Point annotation dataset records:
::::
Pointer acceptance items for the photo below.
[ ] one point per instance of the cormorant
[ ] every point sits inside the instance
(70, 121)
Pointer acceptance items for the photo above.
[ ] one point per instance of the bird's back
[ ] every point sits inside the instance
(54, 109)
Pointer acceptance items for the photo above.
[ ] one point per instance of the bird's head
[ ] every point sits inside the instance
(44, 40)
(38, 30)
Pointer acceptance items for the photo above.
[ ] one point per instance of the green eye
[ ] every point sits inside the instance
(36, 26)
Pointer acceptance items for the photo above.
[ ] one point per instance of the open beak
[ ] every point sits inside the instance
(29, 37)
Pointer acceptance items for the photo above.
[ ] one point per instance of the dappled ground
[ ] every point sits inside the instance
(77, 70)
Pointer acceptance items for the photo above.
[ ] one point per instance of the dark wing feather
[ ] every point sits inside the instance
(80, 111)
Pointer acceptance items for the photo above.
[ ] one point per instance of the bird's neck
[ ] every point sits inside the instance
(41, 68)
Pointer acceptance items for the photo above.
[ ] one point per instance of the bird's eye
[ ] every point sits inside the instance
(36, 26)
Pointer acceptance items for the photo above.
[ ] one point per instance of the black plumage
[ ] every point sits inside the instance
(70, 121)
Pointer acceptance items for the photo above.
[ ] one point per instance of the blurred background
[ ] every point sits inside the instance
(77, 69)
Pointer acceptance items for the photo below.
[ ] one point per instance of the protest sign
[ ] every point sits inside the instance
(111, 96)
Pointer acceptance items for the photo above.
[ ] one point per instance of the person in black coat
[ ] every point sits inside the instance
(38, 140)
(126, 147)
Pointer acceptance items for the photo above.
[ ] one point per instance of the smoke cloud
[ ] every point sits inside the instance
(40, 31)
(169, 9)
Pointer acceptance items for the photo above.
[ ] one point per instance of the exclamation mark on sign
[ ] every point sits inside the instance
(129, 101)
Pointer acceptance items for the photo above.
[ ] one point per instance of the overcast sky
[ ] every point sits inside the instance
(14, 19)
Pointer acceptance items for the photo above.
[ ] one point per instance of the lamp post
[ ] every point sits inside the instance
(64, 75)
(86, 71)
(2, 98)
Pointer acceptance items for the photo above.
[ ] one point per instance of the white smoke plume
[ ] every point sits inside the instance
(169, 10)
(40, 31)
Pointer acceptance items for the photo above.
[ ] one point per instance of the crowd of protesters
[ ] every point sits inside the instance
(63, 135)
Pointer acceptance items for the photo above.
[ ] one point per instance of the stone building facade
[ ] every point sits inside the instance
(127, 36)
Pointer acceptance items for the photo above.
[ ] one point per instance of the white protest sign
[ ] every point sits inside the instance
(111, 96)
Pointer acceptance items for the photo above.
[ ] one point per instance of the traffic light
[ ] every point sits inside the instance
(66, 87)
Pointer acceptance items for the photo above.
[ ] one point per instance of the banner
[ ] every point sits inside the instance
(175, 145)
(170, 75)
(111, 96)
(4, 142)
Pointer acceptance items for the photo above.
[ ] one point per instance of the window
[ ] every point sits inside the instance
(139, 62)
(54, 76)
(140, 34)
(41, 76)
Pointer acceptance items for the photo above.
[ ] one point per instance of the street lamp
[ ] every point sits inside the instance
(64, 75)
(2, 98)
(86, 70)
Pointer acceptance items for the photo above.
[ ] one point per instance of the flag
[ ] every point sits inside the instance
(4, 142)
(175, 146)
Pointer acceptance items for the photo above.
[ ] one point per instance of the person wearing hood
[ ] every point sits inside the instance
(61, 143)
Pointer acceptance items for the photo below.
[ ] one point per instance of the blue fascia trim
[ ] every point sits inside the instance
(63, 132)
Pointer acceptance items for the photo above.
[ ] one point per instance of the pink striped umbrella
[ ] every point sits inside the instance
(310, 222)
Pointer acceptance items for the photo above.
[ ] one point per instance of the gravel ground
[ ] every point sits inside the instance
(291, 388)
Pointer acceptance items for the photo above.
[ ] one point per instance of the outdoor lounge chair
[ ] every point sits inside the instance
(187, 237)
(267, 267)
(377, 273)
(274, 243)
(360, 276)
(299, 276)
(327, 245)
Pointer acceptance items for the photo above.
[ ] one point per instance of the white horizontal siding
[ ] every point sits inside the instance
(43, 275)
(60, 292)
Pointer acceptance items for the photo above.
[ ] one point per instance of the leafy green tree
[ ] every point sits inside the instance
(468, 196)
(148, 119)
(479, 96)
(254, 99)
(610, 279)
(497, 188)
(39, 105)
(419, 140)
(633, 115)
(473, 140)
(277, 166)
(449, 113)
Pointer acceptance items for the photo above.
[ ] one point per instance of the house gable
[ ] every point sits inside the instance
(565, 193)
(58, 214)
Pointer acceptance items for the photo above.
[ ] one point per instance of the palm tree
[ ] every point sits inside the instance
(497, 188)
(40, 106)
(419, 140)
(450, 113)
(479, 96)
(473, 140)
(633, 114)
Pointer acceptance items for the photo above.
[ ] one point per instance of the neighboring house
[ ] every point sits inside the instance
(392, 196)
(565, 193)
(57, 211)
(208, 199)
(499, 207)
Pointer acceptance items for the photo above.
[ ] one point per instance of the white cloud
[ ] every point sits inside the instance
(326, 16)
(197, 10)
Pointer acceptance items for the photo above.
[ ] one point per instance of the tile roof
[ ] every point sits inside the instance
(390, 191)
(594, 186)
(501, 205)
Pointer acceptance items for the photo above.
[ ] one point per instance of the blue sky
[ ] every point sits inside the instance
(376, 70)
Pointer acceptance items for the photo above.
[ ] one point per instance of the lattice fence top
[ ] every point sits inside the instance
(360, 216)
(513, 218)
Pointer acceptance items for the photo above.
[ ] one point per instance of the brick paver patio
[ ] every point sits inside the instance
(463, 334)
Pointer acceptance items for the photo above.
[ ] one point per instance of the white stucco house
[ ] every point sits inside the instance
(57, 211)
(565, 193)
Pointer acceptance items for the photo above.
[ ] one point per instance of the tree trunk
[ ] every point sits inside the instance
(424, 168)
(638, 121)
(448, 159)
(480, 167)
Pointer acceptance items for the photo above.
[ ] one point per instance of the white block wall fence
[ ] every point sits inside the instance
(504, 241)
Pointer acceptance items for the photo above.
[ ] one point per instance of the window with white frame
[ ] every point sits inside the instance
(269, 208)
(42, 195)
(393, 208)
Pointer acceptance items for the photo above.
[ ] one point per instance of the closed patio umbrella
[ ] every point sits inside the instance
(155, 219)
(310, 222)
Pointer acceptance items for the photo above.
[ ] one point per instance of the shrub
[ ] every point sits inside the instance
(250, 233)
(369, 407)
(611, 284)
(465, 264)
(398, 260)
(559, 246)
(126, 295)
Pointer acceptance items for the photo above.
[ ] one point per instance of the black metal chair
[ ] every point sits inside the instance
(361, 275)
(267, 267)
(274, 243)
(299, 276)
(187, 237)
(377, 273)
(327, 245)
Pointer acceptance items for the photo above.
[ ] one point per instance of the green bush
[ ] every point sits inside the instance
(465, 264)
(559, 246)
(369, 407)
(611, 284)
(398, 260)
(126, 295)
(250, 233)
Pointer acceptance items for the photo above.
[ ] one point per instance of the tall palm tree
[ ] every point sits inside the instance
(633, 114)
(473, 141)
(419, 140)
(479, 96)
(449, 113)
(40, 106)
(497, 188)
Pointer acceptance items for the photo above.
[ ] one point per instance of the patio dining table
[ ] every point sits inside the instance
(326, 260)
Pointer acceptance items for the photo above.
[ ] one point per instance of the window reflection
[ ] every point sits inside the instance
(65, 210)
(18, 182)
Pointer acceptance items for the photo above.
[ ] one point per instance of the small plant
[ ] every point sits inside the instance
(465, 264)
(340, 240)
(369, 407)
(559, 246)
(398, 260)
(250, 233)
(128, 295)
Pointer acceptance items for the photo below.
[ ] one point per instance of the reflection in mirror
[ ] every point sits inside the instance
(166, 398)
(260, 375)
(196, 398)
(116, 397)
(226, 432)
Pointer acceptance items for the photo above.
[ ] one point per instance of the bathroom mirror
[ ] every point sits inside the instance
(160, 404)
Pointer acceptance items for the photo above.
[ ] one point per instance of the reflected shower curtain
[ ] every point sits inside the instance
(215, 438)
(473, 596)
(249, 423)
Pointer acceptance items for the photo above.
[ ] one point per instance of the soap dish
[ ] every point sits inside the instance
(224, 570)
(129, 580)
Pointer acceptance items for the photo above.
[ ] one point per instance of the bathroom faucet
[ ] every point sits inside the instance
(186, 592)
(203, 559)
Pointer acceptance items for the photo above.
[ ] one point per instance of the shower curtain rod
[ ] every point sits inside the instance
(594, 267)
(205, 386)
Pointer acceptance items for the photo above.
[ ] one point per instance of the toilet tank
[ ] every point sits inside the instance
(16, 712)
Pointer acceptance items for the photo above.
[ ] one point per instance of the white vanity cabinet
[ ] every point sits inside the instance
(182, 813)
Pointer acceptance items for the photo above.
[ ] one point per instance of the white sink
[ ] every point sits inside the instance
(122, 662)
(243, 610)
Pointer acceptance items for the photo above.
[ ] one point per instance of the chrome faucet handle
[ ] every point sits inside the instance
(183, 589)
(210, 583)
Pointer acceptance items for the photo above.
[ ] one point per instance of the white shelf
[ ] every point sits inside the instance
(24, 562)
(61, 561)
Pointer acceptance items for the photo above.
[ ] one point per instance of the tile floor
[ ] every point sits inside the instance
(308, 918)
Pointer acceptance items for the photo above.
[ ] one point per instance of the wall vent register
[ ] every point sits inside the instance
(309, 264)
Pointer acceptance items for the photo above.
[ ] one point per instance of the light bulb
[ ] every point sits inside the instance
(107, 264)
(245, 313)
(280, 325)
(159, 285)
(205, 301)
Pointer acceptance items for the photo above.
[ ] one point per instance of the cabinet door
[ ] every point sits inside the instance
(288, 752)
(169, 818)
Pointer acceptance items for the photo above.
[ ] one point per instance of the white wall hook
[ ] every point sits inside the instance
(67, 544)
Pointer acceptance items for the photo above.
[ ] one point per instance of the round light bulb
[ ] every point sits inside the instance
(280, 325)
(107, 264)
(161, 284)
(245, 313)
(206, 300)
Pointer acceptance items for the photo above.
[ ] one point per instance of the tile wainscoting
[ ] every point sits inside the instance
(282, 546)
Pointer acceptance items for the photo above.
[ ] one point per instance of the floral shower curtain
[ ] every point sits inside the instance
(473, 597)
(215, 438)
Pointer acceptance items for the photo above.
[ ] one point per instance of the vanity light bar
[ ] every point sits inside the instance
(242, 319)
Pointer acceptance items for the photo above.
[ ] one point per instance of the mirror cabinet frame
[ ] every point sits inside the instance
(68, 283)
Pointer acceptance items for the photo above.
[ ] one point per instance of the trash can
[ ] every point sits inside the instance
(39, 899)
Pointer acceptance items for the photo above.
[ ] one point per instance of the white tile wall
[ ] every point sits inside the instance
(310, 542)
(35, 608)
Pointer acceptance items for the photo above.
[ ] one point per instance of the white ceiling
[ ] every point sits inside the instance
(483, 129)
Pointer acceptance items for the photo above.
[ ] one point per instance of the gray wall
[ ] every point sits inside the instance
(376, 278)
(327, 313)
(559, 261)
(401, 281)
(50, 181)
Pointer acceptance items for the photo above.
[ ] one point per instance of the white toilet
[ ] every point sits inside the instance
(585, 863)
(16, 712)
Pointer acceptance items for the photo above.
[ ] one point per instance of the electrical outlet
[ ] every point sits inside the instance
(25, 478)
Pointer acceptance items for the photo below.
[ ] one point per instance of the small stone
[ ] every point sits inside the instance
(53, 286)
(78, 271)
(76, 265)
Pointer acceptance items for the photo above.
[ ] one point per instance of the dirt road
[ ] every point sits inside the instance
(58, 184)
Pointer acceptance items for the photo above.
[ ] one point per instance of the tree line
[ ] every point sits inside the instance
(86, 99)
::::
OBJECTIVE:
Count the lines of the items above that contain the word "cabinet", and give only that number.

RESPONSE TO THE EXERCISE:
3